### Trecho selecionado
-- -- --

Vista do Colégio de Santigo, 1860

1552. Achando-se apaziguados os índios que infestavam as matas da capitania, e que, como vimos, não deixavam de incomodar os povoadores, tendo Vasco Fernandes Coutinho dado certas providências a satisfazer as necessidades de sua donataria, mas reconhecendo a precisão de mais colonos para povoar as terras do Espírito Santo, resolveu-se a partir para Portugal, a fim de angariar recursos e prover-se de outros objetos necessários. Assim decidido, entrega o governo da capitania a D. Jorge de Menezes, para que como seu lugar-tenente ficasse encarregado de acudir às necessidades dela durante a sua ausência tendo-se neste mesmo ano embarcado pela segunda vez para Portugal.(51)

1553. Em janeiro deste ano parte da Bahia o governador Tomé de Souza a visitar as capitanias e costas do sul do Brasil, vindo em sua companhia o padre Manoel da Nóbrega, provincial dos jesuítas, acompanhado do padre Antônio Pires, o qual vinha também a visitar as colegiadas, trazendo consigo quatro órfãos para agregar a um dos seminários.(52) Chegaram a Porto Seguro, onde se achava o padre José de Aspilcueta Navarro, e dali vieram aportar nesta capitania do Espírito Santo, onde se demoraram alguns dias, tendo encontrado funcionando o seminário de meninos que era presidido pelo padre Afonso Brás, instituindo nessa ocasião a Confraria do Menino Jesus, em virtude de bulas pontificais que lhe concediam essa faculdade.(53) Essa confraria persistiu por muitos anos até que, afinal, desapareceu. Daqui prosseguiu o governador Tomé de Souza e o padre Nóbrega sua viagem para o sul, ao Rio de Janeiro e São Vicente, demorando-se este em Piratininga algum tempo, onde entranhou-se pelas matas a catequizar os índios mandando antes à Bahia o padre Leonardo Nunes a buscar outros companheiros para o ajudar.

-- -- --

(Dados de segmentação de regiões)
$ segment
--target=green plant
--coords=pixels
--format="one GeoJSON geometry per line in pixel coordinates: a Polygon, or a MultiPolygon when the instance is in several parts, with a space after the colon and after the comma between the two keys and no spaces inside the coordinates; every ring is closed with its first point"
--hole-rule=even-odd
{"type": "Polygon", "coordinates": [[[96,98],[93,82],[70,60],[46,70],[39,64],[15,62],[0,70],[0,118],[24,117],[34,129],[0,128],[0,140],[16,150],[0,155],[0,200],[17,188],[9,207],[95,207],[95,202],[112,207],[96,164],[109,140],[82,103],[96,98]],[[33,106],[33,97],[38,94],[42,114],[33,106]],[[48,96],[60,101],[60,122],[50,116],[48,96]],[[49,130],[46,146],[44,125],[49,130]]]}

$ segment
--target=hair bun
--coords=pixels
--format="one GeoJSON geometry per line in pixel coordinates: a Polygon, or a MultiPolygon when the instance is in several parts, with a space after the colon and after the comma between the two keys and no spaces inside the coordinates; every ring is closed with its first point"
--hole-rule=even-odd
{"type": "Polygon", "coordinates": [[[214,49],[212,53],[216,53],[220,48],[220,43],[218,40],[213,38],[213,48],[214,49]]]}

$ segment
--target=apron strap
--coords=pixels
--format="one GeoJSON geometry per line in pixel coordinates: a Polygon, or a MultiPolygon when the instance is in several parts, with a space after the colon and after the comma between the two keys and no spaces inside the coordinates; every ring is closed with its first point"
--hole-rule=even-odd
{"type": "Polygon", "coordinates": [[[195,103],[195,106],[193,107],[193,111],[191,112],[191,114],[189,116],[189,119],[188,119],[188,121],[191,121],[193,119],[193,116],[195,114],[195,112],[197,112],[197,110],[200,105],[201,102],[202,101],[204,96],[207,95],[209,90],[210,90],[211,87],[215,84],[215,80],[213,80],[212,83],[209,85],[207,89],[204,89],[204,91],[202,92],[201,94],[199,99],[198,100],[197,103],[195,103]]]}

-- -- --

### Objetivo da tarefa
Segundo o trecho selecionado, quem presidia o seminário de meninos que Tomé de Souza e o padre Nóbrega encontraram funcionando na capitania do Espírito Santo?

### Resposta correta
O padre Afonso Brás.